## Data:
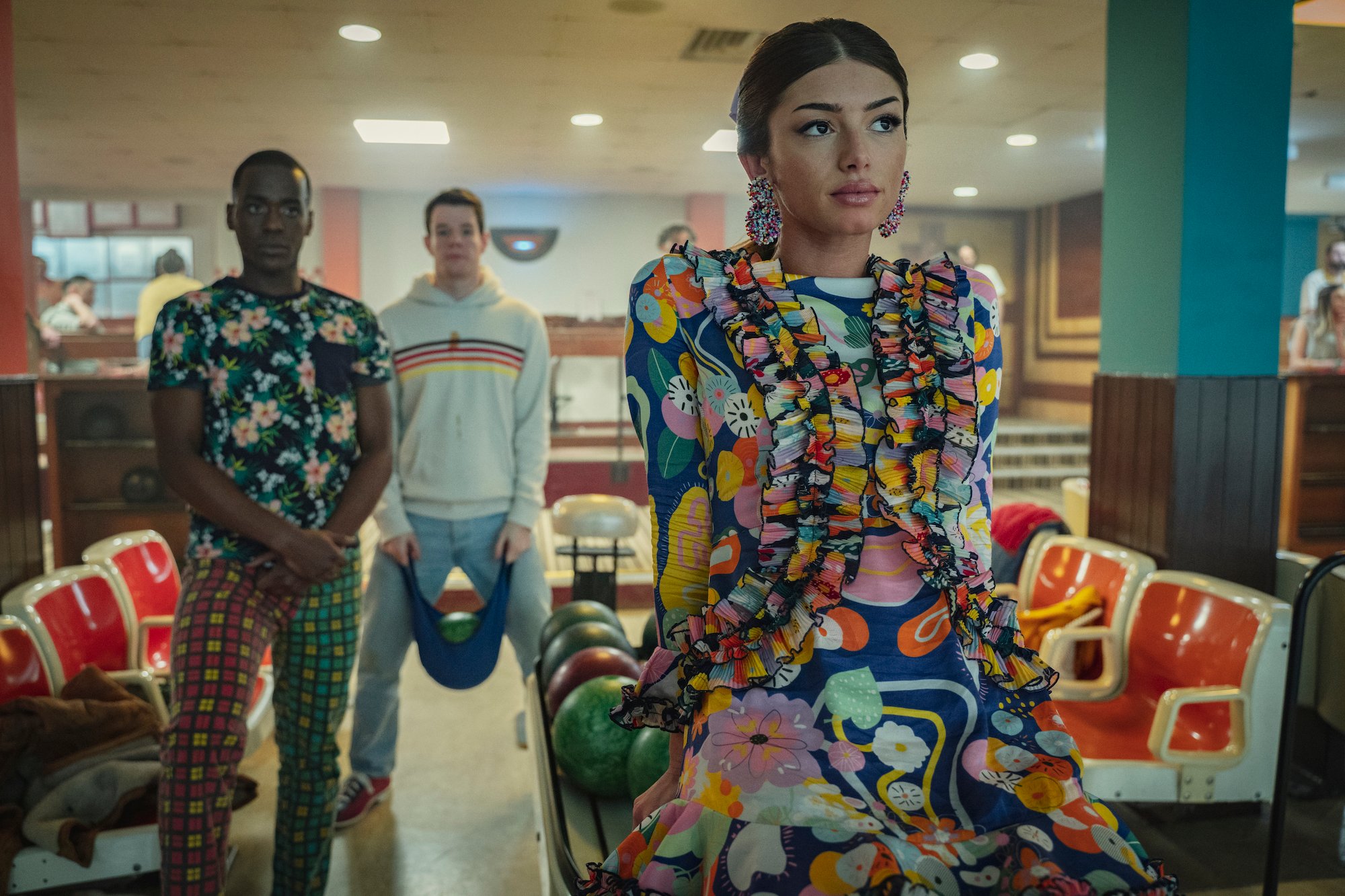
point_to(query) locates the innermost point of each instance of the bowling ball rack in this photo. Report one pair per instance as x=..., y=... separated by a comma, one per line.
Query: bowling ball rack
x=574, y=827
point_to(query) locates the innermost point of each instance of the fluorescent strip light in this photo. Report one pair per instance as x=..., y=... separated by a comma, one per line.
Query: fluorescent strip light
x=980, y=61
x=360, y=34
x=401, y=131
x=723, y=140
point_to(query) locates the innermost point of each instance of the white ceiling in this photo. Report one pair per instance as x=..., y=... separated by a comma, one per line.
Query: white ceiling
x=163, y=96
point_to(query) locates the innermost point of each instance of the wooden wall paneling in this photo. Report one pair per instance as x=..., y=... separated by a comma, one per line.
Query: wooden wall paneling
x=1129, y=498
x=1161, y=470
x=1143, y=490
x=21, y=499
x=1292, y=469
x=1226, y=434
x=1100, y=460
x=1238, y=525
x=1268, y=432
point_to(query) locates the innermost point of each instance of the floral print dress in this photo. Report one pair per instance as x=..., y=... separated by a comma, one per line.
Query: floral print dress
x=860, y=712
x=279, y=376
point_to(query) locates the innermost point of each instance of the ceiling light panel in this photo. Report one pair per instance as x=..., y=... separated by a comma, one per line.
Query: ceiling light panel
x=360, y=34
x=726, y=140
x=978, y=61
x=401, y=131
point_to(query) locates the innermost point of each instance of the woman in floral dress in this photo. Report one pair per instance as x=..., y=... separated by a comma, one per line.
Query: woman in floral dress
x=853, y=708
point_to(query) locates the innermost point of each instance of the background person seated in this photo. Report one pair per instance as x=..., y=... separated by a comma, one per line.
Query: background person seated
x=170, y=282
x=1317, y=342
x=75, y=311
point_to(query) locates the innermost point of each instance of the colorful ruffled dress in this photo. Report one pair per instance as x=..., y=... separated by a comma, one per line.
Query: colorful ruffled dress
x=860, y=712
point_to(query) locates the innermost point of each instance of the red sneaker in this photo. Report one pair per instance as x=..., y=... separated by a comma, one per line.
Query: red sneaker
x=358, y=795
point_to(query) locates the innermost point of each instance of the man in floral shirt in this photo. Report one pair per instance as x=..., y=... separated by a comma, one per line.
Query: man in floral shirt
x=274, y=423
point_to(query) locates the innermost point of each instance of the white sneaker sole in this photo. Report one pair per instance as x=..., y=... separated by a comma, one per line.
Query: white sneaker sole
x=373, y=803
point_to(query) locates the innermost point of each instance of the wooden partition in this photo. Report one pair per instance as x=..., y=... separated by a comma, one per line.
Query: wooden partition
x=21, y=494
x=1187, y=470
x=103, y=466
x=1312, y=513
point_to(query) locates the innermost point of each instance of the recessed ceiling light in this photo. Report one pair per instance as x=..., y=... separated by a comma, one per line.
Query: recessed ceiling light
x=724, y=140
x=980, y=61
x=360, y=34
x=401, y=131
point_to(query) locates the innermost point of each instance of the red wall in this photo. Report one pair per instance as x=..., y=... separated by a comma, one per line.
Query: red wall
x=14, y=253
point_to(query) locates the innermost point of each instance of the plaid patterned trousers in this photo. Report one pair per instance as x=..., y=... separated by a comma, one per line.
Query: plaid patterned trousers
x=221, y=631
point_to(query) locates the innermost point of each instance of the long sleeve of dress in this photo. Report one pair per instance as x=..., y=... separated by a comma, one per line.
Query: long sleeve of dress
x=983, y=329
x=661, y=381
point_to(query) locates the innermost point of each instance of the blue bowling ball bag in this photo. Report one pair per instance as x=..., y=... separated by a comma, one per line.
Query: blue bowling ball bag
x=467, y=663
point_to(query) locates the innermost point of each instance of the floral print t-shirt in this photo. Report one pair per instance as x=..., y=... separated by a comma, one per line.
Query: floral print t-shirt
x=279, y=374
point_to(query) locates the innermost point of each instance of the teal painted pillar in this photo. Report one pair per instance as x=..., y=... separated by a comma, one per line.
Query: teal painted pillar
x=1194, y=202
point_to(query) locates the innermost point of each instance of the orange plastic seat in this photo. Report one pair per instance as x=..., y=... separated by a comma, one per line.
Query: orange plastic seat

## Work request:
Exactly the lines from the one containing "Query: floral print t-shirt" through the end of the listing should be reproduced, both ends included and nothing more.

## Exercise answer:
Query: floral print t-shirt
x=279, y=374
point_to(query) locates the innermost point of each instance of the teal painted pillar in this photo. Report one pair per instance as x=..., y=... separated by a comma, one per line.
Query: teal painted pillar
x=1194, y=202
point_to(query) locates the innermost point of each instance of the orange plastic seat in this photo. Report one pair per instance as x=..., y=... separated by a comma, one per line.
Query: orange plastic seat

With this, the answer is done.